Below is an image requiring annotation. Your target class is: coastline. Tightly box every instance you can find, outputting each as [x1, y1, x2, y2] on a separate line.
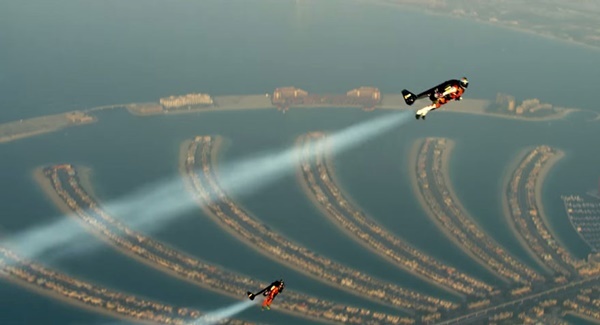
[408, 138, 509, 284]
[356, 0, 600, 53]
[33, 165, 100, 215]
[500, 147, 555, 276]
[33, 166, 79, 218]
[532, 149, 578, 262]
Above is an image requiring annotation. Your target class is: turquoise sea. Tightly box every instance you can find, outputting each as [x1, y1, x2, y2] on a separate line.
[1, 0, 599, 324]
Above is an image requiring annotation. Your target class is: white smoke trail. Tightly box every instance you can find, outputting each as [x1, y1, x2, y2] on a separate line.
[3, 111, 412, 261]
[189, 300, 257, 325]
[217, 111, 411, 197]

◇ ◇ ◇

Exactly reproduce the lines from the one containing "class is: turquoise" through the end of the records, and only those lines.

Above is an image requiring annotation. Your target class is: turquoise sea. Tightly box every instance you can find, outputting each as [x1, y1, x2, y2] on a separate line.
[1, 0, 599, 324]
Above is an image requiring annotation. Your target class is: white smoke trail. Tightly box every instance you can find, outputting each as [x1, y1, x2, y2] on a separate line.
[3, 111, 412, 261]
[189, 300, 257, 325]
[217, 111, 411, 197]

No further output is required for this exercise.